THINGS TO DO »
A. Copy the passage of the blog post beginning with "Friday, June 08, 2007" and ending with "who need money.".
B. List every person the blog post refers to by a personal name.

SOURCE DOCUMENT »
##############################
Friday, June 08, 2007

A girl named Panda

Here in Africa you need heaps of money. Not that there’s so much great stuff to buy, no. It’s just to deal with all those people you come across who need money.

On Monday a taxi driver told me that he needs money for his newborn baby. His wife does not succeed in breastfeeding and they have no money to buy milk. That’s no surprise if you know that one bottle of milk over here costs as much as one day’s salary. (900 CFA or 2 dollars). And then I’m talking about ordinary milk. A newborn needs formula, which costs heaps more.

On Tuesday a woman standing at the traffic light begged for money for her kid who has astma. Those medicines cost more than a months’ salary, and that is if you are lucky to have a job. (35,000 cfa, or 70 dollars).

On Wednesday… enough of that, let me tell you about this baby named Panda.

Yesterday our babysitter Marie told me that she’d had a telephone call to inform her that her daughter, fourteen year old Naomi, was sick and that Marie needed to send some money.

This daughter is living some 300 kms from Abidjan with some great-aunt because the father ran away before she was born and as a single mother Marie had no means to survive, so she left the baby with some family and went to the city to look for work and after many different jobs from orange juice vendor to cleaner, she ended up as a babysitter with us.

How sick was Naomi, I wanted to know. Because sending money to another town is very difficult since the post has been on strike for months now and just turning up at the bus station and giving an envelope to someone traveling that direction is not always a safe option. So maybe it was better if Marie traveled there herself with the money.
##############################
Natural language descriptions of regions
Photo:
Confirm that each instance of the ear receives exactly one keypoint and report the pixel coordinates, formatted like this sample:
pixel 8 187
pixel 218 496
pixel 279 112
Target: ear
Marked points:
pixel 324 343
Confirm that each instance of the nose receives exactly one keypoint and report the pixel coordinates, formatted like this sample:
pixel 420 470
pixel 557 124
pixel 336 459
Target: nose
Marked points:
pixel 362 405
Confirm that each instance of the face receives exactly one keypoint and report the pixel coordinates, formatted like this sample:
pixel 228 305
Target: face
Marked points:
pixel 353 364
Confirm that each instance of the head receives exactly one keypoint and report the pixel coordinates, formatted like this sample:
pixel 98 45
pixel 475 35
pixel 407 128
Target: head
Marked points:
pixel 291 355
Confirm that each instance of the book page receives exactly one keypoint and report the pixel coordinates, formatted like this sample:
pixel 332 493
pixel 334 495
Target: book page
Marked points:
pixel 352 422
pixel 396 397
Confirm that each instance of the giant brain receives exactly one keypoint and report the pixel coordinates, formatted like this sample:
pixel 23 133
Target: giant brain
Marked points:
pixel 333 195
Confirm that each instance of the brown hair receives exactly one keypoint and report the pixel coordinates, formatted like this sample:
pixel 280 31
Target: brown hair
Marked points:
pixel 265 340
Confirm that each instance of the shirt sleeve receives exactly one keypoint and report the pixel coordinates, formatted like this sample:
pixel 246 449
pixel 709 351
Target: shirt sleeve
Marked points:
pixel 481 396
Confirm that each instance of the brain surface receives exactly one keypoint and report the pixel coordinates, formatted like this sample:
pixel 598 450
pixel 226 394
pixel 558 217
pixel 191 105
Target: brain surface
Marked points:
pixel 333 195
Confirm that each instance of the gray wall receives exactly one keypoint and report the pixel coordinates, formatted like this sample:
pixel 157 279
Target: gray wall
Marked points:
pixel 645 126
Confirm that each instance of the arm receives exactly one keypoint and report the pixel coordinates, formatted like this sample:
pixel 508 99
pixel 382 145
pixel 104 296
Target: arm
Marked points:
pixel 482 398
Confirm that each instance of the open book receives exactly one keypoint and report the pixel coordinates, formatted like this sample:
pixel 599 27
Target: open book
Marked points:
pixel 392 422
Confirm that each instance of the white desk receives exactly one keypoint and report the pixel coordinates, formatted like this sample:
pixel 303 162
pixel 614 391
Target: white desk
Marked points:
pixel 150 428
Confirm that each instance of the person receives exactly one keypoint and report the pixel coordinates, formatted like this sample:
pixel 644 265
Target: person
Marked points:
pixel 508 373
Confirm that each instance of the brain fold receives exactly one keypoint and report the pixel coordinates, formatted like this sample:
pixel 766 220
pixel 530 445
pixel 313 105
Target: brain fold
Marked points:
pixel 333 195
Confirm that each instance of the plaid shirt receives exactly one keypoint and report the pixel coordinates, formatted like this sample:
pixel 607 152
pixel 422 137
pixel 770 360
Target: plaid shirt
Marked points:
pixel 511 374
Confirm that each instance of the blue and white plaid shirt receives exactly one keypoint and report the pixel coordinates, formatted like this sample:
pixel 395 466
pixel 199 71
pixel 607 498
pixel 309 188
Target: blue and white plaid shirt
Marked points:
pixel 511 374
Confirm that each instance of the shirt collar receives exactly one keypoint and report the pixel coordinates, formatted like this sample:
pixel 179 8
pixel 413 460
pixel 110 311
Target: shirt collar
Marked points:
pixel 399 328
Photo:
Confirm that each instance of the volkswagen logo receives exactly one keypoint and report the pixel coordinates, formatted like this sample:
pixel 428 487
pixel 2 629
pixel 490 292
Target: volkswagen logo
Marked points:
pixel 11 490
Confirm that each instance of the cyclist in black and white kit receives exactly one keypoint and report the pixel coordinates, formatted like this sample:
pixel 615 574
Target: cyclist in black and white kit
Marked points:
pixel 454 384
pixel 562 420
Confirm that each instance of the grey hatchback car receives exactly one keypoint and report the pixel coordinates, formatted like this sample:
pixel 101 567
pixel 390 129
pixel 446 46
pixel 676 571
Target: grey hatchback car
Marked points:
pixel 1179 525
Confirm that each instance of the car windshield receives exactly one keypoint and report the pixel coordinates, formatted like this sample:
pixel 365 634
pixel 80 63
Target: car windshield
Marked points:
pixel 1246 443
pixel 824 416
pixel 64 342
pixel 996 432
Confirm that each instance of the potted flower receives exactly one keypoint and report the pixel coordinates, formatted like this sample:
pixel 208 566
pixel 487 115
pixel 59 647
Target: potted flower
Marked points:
##############################
ANSWERS FOR THE EXERCISE »
A.
Friday, June 08, 2007

A girl named Panda

Here in Africa you need heaps of money. Not that there’s so much great stuff to buy, no. It’s just to deal with all those people you come across who need money.

B.
Panda
Marie
Naomi